▸ EXERCISE AIM:
Retype the following data line for line, leaving every character as it appears.

Collected data:
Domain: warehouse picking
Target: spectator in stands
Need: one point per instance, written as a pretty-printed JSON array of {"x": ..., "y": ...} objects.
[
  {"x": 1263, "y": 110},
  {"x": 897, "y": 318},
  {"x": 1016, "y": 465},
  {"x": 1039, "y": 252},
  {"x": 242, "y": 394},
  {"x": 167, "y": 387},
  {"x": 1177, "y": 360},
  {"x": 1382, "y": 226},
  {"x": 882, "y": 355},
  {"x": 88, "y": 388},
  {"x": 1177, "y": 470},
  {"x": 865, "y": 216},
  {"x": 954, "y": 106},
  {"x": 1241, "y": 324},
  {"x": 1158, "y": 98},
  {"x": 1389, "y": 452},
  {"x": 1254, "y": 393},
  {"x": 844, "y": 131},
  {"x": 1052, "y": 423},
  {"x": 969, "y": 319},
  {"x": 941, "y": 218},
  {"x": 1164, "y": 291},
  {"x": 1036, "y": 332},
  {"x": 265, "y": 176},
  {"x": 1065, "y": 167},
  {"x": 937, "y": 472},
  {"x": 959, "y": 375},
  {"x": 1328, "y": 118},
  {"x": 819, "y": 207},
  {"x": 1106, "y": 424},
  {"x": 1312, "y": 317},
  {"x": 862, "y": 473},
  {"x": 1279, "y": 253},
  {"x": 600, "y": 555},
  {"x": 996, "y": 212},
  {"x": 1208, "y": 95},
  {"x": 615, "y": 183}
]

▸ ANSWER IN FULL:
Domain: warehouse picking
Target: spectator in stands
Need: one point per instance, written as a pretty-printed JSON array of {"x": ..., "y": ...} objects.
[
  {"x": 1263, "y": 110},
  {"x": 897, "y": 318},
  {"x": 1016, "y": 465},
  {"x": 1039, "y": 252},
  {"x": 242, "y": 394},
  {"x": 167, "y": 387},
  {"x": 1177, "y": 360},
  {"x": 1382, "y": 226},
  {"x": 882, "y": 355},
  {"x": 88, "y": 388},
  {"x": 1177, "y": 470},
  {"x": 865, "y": 216},
  {"x": 954, "y": 106},
  {"x": 1241, "y": 324},
  {"x": 1158, "y": 98},
  {"x": 1389, "y": 452},
  {"x": 1254, "y": 393},
  {"x": 844, "y": 131},
  {"x": 1052, "y": 423},
  {"x": 969, "y": 319},
  {"x": 941, "y": 218},
  {"x": 1164, "y": 291},
  {"x": 1036, "y": 332},
  {"x": 265, "y": 176},
  {"x": 1065, "y": 167},
  {"x": 937, "y": 472},
  {"x": 959, "y": 375},
  {"x": 1328, "y": 118},
  {"x": 819, "y": 207},
  {"x": 1106, "y": 424},
  {"x": 1312, "y": 317},
  {"x": 862, "y": 473},
  {"x": 1279, "y": 253},
  {"x": 600, "y": 555},
  {"x": 996, "y": 212},
  {"x": 1208, "y": 95},
  {"x": 615, "y": 183}
]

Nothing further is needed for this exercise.